*Work to complete:*
a: Translate this sentence from the blueberry scone recipe into Spanish: "Scones should be made from cold ingredients and kept cold throughout the process."
b: Write what comes next in the blueberry scone recipe below, starting right after its final sentence.
··· Excerpt
Blueberry Scones

Makes 6 scones/batch

Calorie Content: Who cares? They’re too wicked good to care.

Nothing beats a warm scone right from the oven and a hot cup of tea – especially on these cold wintry mornings.

I make my scones in two batches, freezing the unbaked wedges until a later time, although I may bake one up right away just to make sure they came out okay!

Over the years, I’ve discovered that using a food processor to mix the ingredients gives more consistent results than mixing by hand. Also, it’s best to use low protein flour, such as Gold Medal or Pillsbury. It will give your scones a more delicate and softer texture than high protein flour (more on this in the notes below).  

After mixing all the ingredients, consider forming the round “pie” scone mixture on a cutting board which has previously been placed in the freezer. Scones should be made from cold ingredients and kept cold throughout the process. I found that by the time the dough is made, it is starting to warm. If you make the “pie” on a cold board, then put it in the freezer for fifteen minutes, the wedges of the pie will hold together better when cutting than they would have by not chilling the dough first.
······
··· Data records
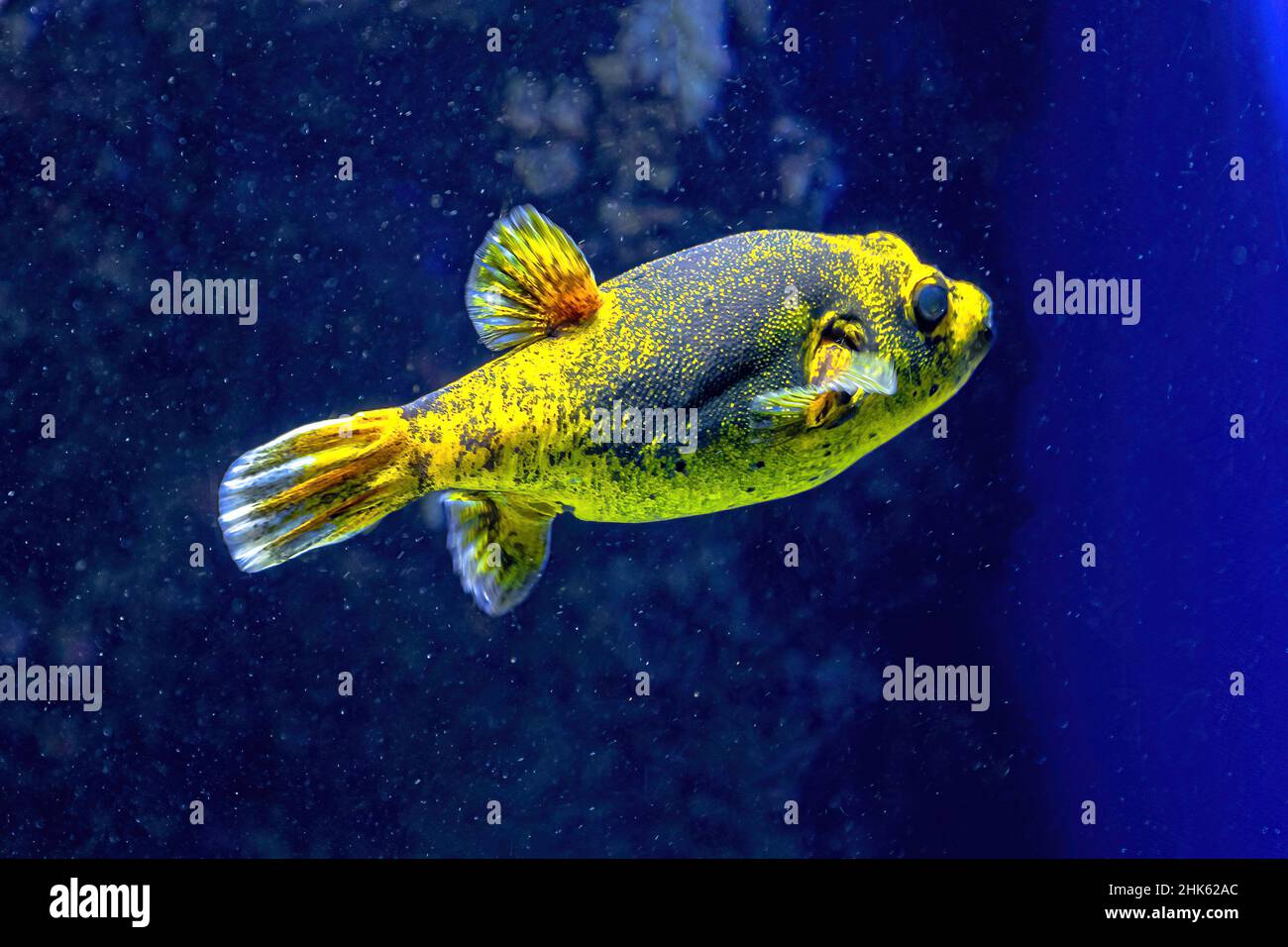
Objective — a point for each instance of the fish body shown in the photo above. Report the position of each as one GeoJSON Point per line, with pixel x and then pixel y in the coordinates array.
{"type": "Point", "coordinates": [738, 371]}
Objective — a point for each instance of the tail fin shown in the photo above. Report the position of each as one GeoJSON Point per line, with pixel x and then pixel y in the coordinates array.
{"type": "Point", "coordinates": [317, 484]}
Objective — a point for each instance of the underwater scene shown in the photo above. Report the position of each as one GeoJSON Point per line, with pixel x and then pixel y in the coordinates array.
{"type": "Point", "coordinates": [644, 429]}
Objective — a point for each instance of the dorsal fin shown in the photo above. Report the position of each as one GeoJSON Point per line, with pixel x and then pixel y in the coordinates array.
{"type": "Point", "coordinates": [528, 278]}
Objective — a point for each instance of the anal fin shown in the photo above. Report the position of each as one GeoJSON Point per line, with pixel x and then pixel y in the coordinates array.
{"type": "Point", "coordinates": [500, 544]}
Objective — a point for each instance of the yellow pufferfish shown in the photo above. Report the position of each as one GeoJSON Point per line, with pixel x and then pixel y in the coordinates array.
{"type": "Point", "coordinates": [767, 364]}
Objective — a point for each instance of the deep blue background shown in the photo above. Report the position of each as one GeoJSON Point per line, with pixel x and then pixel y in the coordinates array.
{"type": "Point", "coordinates": [1109, 684]}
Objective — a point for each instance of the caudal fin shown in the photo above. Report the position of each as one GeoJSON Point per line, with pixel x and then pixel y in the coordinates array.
{"type": "Point", "coordinates": [314, 486]}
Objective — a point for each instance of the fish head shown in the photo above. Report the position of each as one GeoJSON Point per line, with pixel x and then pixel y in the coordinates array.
{"type": "Point", "coordinates": [935, 329]}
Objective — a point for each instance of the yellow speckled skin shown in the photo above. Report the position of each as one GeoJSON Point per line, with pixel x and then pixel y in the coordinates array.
{"type": "Point", "coordinates": [709, 329]}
······
*Results for each task:*
a: Los scones deben hacerse con ingredientes fríos y mantenerse fríos durante todo el proceso.

b:
I also prefer baking the scones on an oven/pizza stone than a baking sheet. To me, stones always seem to give the most consistent results.

Ingredients:

 2 cups flour

1 tablespoon baking powder

3 tablespoons sugar

½ teaspoon salt

5 tablespoons unsalted butter (cut into ¼-inch cubes)

½ cup of those tiny frozen Maine blueberries from the freezer isle at the grocery store. These tasty blueberries will mix better in the dough than the large, watery, tasteless “fresh” blueberries – save those for your fruit cups.

1 cup heavy cream

Musical ingredient: Big Joe Turner/Midnight Special CD

Recommended tea: Margaret’s Hope Estate Second Flush Darjeeling (black tea) from Upton Tea Imports.

Directions:

1.     It is important to listen to music while making this recipe. Crank up some Big Joe!

2.     Add the dry ingredients to the food processor (flour, baking powder, sugar, and salt). Shake or pulse until well blended.

3.     Add a dozen or so cubes of butter at a time so they get coated in flour to keep them from sticking together. Rather than pulse the food processor, you can use a rubber spatula to mix the butter into the flour. Continue adding the remainder of the butter cubes in this manner.

4.     Add blueberries and pulse/mix.  All the ingredients up until this point should be well mixed in the food processor.

5.     Add cream and pulse. The dough will be a clumpy and loose mixture – a bit free-spirit-like. You’ll need to give it some direction in the next step.

6. Transfer the scone mixture to a cold cutting board.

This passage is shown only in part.